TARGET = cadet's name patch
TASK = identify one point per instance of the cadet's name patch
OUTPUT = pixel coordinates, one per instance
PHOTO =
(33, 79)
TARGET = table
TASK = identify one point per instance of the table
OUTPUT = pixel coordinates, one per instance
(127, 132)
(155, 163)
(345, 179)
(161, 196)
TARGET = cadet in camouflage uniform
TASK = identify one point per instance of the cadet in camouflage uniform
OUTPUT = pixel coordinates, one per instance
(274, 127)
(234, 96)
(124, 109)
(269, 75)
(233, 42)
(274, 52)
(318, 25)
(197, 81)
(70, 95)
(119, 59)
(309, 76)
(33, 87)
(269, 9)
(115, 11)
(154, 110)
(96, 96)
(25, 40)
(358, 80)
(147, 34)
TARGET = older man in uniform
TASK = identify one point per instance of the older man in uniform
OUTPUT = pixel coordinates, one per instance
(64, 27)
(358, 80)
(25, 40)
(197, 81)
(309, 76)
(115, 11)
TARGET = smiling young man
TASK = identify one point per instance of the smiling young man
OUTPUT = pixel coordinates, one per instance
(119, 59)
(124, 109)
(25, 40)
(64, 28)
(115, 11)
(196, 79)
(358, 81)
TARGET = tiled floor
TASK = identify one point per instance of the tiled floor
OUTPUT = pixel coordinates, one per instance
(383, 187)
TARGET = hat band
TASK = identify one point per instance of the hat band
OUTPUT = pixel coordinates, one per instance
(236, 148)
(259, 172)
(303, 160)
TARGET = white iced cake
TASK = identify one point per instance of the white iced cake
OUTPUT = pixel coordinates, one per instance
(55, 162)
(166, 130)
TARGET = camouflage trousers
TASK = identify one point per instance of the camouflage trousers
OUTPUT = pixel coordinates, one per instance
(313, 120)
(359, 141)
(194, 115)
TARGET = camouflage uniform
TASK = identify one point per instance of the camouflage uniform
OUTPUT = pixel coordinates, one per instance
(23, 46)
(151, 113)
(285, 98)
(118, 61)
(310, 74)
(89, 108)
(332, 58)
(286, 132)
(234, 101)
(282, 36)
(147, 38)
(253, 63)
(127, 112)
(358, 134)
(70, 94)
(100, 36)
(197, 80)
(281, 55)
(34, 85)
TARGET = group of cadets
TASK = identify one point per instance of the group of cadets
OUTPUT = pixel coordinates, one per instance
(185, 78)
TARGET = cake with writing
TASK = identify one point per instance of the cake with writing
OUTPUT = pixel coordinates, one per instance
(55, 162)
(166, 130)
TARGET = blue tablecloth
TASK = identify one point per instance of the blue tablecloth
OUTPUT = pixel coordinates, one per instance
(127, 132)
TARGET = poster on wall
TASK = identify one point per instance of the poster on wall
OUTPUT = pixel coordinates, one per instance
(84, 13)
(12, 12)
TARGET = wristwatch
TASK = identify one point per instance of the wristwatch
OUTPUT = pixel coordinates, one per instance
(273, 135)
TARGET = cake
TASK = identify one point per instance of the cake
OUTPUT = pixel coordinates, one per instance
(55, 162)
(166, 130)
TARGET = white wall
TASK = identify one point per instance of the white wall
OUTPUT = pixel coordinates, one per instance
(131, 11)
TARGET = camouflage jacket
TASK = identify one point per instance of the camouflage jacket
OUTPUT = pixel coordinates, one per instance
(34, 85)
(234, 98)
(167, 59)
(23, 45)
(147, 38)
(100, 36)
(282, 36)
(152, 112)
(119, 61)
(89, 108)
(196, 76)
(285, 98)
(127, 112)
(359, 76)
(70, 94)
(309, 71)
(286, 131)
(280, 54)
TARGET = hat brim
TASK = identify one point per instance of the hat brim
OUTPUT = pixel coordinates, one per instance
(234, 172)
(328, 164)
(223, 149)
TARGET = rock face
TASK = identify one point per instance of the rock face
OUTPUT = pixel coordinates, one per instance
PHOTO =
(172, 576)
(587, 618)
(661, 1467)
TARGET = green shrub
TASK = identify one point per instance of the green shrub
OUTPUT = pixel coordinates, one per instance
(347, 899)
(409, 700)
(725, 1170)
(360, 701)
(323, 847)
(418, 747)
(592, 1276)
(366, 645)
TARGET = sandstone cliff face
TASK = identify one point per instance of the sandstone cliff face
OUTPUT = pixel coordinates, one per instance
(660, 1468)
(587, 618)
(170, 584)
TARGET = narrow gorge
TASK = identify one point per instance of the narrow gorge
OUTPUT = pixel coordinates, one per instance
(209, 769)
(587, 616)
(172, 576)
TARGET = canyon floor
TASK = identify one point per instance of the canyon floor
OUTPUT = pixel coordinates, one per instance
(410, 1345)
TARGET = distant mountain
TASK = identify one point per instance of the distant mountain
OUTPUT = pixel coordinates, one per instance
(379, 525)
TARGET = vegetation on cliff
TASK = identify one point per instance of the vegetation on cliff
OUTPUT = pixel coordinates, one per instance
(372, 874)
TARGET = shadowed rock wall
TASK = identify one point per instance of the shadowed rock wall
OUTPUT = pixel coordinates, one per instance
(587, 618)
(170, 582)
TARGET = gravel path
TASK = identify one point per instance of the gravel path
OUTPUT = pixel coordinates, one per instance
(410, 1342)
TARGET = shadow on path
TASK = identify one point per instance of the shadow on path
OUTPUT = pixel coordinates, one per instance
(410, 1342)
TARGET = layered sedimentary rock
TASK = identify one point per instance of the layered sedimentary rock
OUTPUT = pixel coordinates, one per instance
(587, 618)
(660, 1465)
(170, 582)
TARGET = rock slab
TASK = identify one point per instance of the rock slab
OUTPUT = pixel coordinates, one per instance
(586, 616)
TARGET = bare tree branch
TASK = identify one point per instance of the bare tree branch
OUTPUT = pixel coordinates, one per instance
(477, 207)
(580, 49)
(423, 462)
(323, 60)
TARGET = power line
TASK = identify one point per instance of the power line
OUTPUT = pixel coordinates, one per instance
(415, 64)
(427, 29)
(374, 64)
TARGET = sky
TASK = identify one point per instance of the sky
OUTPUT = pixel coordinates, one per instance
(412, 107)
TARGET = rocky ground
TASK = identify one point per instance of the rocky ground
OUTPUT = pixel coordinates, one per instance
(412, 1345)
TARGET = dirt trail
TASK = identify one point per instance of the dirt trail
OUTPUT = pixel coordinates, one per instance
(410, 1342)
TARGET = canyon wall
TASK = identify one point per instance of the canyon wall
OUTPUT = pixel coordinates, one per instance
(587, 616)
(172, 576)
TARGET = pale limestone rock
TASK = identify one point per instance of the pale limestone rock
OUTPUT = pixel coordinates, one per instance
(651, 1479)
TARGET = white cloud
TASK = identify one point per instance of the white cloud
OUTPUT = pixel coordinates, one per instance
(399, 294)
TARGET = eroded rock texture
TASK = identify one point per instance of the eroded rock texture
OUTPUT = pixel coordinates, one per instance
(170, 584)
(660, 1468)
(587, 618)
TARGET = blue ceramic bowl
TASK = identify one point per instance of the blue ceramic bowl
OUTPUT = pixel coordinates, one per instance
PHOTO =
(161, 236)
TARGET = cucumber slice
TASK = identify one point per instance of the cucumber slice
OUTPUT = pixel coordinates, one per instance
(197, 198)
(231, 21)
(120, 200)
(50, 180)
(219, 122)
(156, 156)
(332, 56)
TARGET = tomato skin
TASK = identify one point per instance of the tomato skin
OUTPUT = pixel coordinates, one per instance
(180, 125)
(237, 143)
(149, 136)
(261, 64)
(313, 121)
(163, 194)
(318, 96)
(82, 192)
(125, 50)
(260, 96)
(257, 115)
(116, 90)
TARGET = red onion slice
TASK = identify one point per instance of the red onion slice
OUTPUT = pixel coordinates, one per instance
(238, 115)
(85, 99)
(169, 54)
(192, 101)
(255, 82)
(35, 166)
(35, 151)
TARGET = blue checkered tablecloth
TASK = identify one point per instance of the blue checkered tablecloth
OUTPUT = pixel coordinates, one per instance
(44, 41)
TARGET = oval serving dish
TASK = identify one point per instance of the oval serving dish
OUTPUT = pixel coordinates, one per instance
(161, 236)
----
• [Exercise prompt]
Go through the listing above and locate each line that holds the word "rocky". Copy those lines.

• [Exercise response]
TARGET = rocky ground
TASK = identify one point per instance of the rocky ground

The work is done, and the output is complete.